Document extract
Terrazzo Enterprises Limited v Pavement Club N Café & 2 others [2024] KEHC 2674 (KLR)
Full Case Text
Terrazzo Enterprises Limited v Pavement Club N Café & 2 others (Civil Suit 568 of 2008) [2024] KEHC 2674 (KLR) (Commercial and Tax) (15 March 2024) (Ruling)
Neutral citation: [2024] KEHC 2674 (KLR)
Republic of Kenya
In the High Court at Nairobi (Milimani Commercial Courts)
Commercial and Tax
Civil Suit 568 of 2008
A Mabeya, J
March 15, 2024
Between
Terrazzo Enterprises Limited
Plaintiff
and
Pavement Club N Café
1st Defendant
Blue Elephant Limited
2nd Defendant
Shailesh Patel
3rd Defendant
Ruling
1. The plaintiff/decree holder filed a notice to show cause on 11/8/2022. The 3rd defendant filed the application dated 19/5/2023 seeking a stay of the proceedings pending the hearing and determination of Civil Appeal E163 of 2023 Shalesh Patel & Another v Bank of Africa& 2 others.
2. When the application came up for hearing, the court directed the parties to file written submissions on the issue whether the decree issued 14 years ago was capable of being executed.
3. The plaintiff filed submissions dated 6/11/2023. It was the plaintiff’s submission that according to section 4(4) of the Limitation of Actions Act, the word ’may not’, implied that the Court could still exercise its discretion and entertain an action that had been brought beyond 12 years.
4. Counsel submitted that there had been no execution for the summary judgment in favour of the plaintiff since the bankruptcy orders in Bankruptcy Cause no 5 of 2010 had automatically stayed the execution of the decree. It was the plaintiff’s submission that the bankruptcy proceedings should not be used to deny the plaintiff its right to its dues.
5. The 3rd defendant submitted that according to section 4(4) of the Limitation of Actions Act, a party could not execute a judgment after expiration of 12 years. That the execution that was being sought by the plaintiff was time barred and thus void ab initio. That the existence of a bankruptcy order did not stop the time running for execution since bankruptcy proceedings did not fall under the exemption for limitation period.

Objective 1
Repeat the ruling word for word, from "2. When the" down to "of being executed.".
Objective 2
Carry on the court ruling in Terrazzo Enterprises Limited v Pavement Club N Café from the point where its text ends.
The lines after this point have no connection to the ruling.

Listed entries
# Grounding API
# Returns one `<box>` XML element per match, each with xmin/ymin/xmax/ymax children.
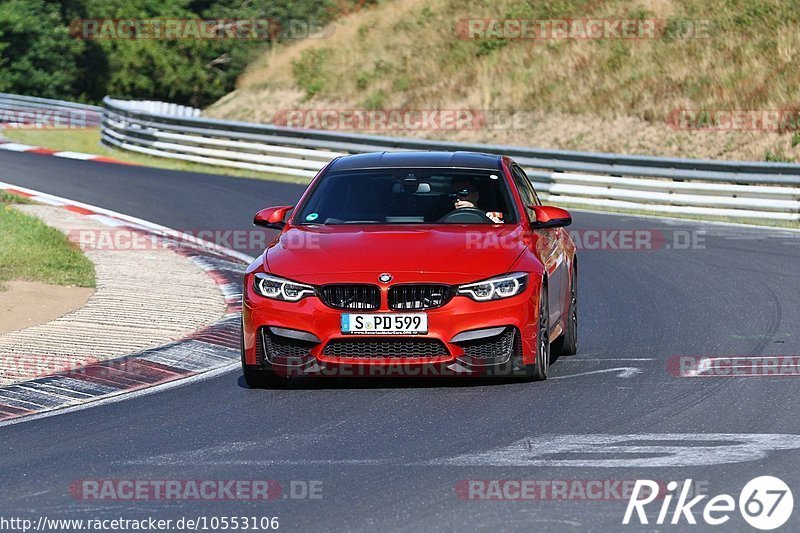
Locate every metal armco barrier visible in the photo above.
<box><xmin>0</xmin><ymin>95</ymin><xmax>800</xmax><ymax>221</ymax></box>
<box><xmin>0</xmin><ymin>93</ymin><xmax>103</xmax><ymax>129</ymax></box>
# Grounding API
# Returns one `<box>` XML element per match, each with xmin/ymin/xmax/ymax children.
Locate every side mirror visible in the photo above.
<box><xmin>528</xmin><ymin>205</ymin><xmax>572</xmax><ymax>229</ymax></box>
<box><xmin>253</xmin><ymin>205</ymin><xmax>294</xmax><ymax>230</ymax></box>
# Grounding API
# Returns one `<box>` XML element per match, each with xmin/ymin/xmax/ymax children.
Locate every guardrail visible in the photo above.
<box><xmin>0</xmin><ymin>95</ymin><xmax>800</xmax><ymax>222</ymax></box>
<box><xmin>0</xmin><ymin>93</ymin><xmax>103</xmax><ymax>129</ymax></box>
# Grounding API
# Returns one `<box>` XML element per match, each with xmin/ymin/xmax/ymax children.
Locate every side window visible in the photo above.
<box><xmin>511</xmin><ymin>165</ymin><xmax>542</xmax><ymax>218</ymax></box>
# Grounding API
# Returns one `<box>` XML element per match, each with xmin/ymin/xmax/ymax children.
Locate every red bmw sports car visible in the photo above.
<box><xmin>242</xmin><ymin>152</ymin><xmax>578</xmax><ymax>387</ymax></box>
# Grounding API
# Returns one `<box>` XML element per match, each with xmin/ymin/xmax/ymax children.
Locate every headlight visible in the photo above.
<box><xmin>458</xmin><ymin>272</ymin><xmax>528</xmax><ymax>302</ymax></box>
<box><xmin>253</xmin><ymin>273</ymin><xmax>316</xmax><ymax>302</ymax></box>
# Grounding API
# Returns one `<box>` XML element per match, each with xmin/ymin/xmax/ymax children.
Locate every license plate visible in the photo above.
<box><xmin>342</xmin><ymin>313</ymin><xmax>428</xmax><ymax>335</ymax></box>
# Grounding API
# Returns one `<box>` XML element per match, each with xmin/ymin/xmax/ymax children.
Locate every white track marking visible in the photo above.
<box><xmin>0</xmin><ymin>361</ymin><xmax>241</xmax><ymax>428</ymax></box>
<box><xmin>548</xmin><ymin>366</ymin><xmax>642</xmax><ymax>379</ymax></box>
<box><xmin>427</xmin><ymin>433</ymin><xmax>800</xmax><ymax>468</ymax></box>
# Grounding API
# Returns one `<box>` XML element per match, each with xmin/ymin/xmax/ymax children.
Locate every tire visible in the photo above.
<box><xmin>242</xmin><ymin>365</ymin><xmax>289</xmax><ymax>389</ymax></box>
<box><xmin>553</xmin><ymin>266</ymin><xmax>578</xmax><ymax>355</ymax></box>
<box><xmin>239</xmin><ymin>327</ymin><xmax>289</xmax><ymax>389</ymax></box>
<box><xmin>515</xmin><ymin>284</ymin><xmax>550</xmax><ymax>381</ymax></box>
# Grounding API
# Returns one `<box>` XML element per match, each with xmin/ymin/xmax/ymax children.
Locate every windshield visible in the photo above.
<box><xmin>295</xmin><ymin>168</ymin><xmax>517</xmax><ymax>224</ymax></box>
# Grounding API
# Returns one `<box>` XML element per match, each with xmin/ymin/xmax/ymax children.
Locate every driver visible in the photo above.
<box><xmin>452</xmin><ymin>180</ymin><xmax>503</xmax><ymax>224</ymax></box>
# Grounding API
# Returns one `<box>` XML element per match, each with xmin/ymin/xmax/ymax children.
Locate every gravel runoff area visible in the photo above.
<box><xmin>0</xmin><ymin>205</ymin><xmax>226</xmax><ymax>386</ymax></box>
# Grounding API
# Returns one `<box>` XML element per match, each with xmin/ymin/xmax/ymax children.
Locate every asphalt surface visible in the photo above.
<box><xmin>0</xmin><ymin>152</ymin><xmax>800</xmax><ymax>531</ymax></box>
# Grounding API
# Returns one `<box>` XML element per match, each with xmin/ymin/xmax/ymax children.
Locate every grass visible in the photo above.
<box><xmin>2</xmin><ymin>128</ymin><xmax>310</xmax><ymax>184</ymax></box>
<box><xmin>0</xmin><ymin>192</ymin><xmax>95</xmax><ymax>290</ymax></box>
<box><xmin>206</xmin><ymin>0</ymin><xmax>800</xmax><ymax>160</ymax></box>
<box><xmin>545</xmin><ymin>200</ymin><xmax>800</xmax><ymax>229</ymax></box>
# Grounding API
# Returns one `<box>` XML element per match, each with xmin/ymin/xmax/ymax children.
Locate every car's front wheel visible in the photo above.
<box><xmin>242</xmin><ymin>365</ymin><xmax>289</xmax><ymax>389</ymax></box>
<box><xmin>517</xmin><ymin>284</ymin><xmax>550</xmax><ymax>381</ymax></box>
<box><xmin>239</xmin><ymin>328</ymin><xmax>289</xmax><ymax>389</ymax></box>
<box><xmin>553</xmin><ymin>265</ymin><xmax>578</xmax><ymax>355</ymax></box>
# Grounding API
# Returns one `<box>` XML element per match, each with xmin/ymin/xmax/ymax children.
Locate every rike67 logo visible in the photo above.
<box><xmin>622</xmin><ymin>476</ymin><xmax>794</xmax><ymax>531</ymax></box>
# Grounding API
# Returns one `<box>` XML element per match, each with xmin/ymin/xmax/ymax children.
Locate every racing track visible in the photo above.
<box><xmin>0</xmin><ymin>153</ymin><xmax>800</xmax><ymax>531</ymax></box>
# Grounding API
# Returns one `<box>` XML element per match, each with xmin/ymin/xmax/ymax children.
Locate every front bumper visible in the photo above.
<box><xmin>242</xmin><ymin>274</ymin><xmax>539</xmax><ymax>375</ymax></box>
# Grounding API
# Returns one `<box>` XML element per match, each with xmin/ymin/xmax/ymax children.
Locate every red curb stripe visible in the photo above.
<box><xmin>0</xmin><ymin>403</ymin><xmax>36</xmax><ymax>420</ymax></box>
<box><xmin>25</xmin><ymin>146</ymin><xmax>58</xmax><ymax>155</ymax></box>
<box><xmin>64</xmin><ymin>205</ymin><xmax>96</xmax><ymax>215</ymax></box>
<box><xmin>3</xmin><ymin>189</ymin><xmax>34</xmax><ymax>198</ymax></box>
<box><xmin>94</xmin><ymin>156</ymin><xmax>140</xmax><ymax>167</ymax></box>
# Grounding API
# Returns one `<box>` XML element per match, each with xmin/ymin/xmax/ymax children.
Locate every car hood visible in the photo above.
<box><xmin>264</xmin><ymin>225</ymin><xmax>526</xmax><ymax>283</ymax></box>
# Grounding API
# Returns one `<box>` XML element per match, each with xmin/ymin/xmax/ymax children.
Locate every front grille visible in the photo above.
<box><xmin>456</xmin><ymin>327</ymin><xmax>522</xmax><ymax>361</ymax></box>
<box><xmin>389</xmin><ymin>284</ymin><xmax>453</xmax><ymax>310</ymax></box>
<box><xmin>256</xmin><ymin>328</ymin><xmax>317</xmax><ymax>364</ymax></box>
<box><xmin>322</xmin><ymin>339</ymin><xmax>450</xmax><ymax>359</ymax></box>
<box><xmin>322</xmin><ymin>285</ymin><xmax>381</xmax><ymax>311</ymax></box>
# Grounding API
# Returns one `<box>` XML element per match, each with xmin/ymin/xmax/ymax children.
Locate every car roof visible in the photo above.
<box><xmin>328</xmin><ymin>151</ymin><xmax>502</xmax><ymax>171</ymax></box>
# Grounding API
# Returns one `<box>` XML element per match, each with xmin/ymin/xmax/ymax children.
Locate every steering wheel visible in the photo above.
<box><xmin>437</xmin><ymin>207</ymin><xmax>494</xmax><ymax>224</ymax></box>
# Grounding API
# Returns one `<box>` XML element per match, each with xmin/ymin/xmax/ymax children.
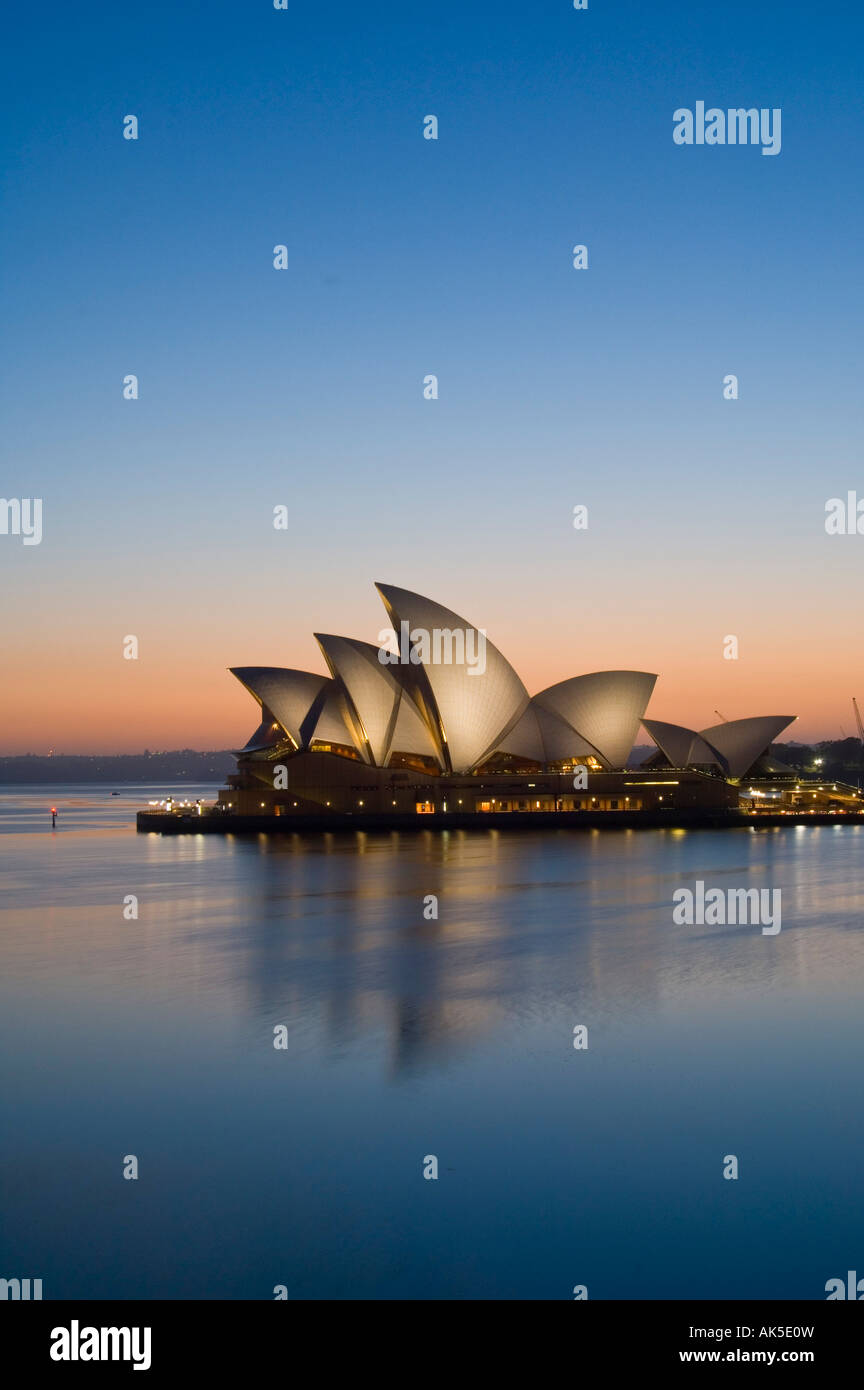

Response 1
2. When the application came up for hearing, the court directed the parties to file written submissions on the issue whether the decree issued 14 years ago was capable of being executed.

Response 2
6. I have considered the averments by the parties and their written submissions. The issue for determination is the meaning and effect of section 4(4) of the Limitation of actions Act. It provides: -“An action may not be brought upon a judgment after the end of twelve years from the date on which the judgment was delivered, or (where the judgment or a subsequent Order directs any payment of money or the delivery of any property to be made at a certain date or at recurring periods) the date of the default in making the payment or delivery in question, and no arrears of interest in respect of a judgment debt may be recovered after the expiration of six years from the date on which the interest became due.”
7. In Hudson Moffat Mbue v Settlement Fund Trustees & 3 others (ELC NO. 5704 of 1992 (OS), while considering the application of section 4(4) of the Limitation of Actions Act, the court observed: -“What I understand the law to be is that once a judgment has been rendered, execution of that judgment must be commenced within the 12year period otherwise you cannot obtain a judgment and fail to do anything about it and after 12 years have expired seek to execute the same. Section 4(4) of the Limitation of Actions Act will bar you from carrying on with such execution”.
8. The brief history of the matter is that, on 16/10/2009, summary judgment was entered in favour of the plaintiff against the defendants as per the plaint. The 3rd defendant filed bankruptcy proceedings and a receiving order was issued against it. That order was finally vacated on 6/5/2023.
9. Thereupon, the plaintiff filed a notice to show cause and the 3rd defendant filed an application for stay of proceedings pending the hearing and determination of Civil Appeal E163 of 2023 Shalesh Patel & Another v Bank of Africa & 2 others.
10. The plaintiffs position however was that the execution had been halted by the bankruptcy proceedings and should therefore not be prevented from enjoying the fruits of its judgment. The question therefore is whether time for execution stopped running after the receiving order was made.
11. The nature of bankruptcy proceedings is to protect a bankrupt who is unable to pay his debts by liquidating the assets. Once the receiving order is granted, the plaintiff is barred from executing any order against the bankrupt. This is what obtained here until the receiving order was discharged in May, 2023.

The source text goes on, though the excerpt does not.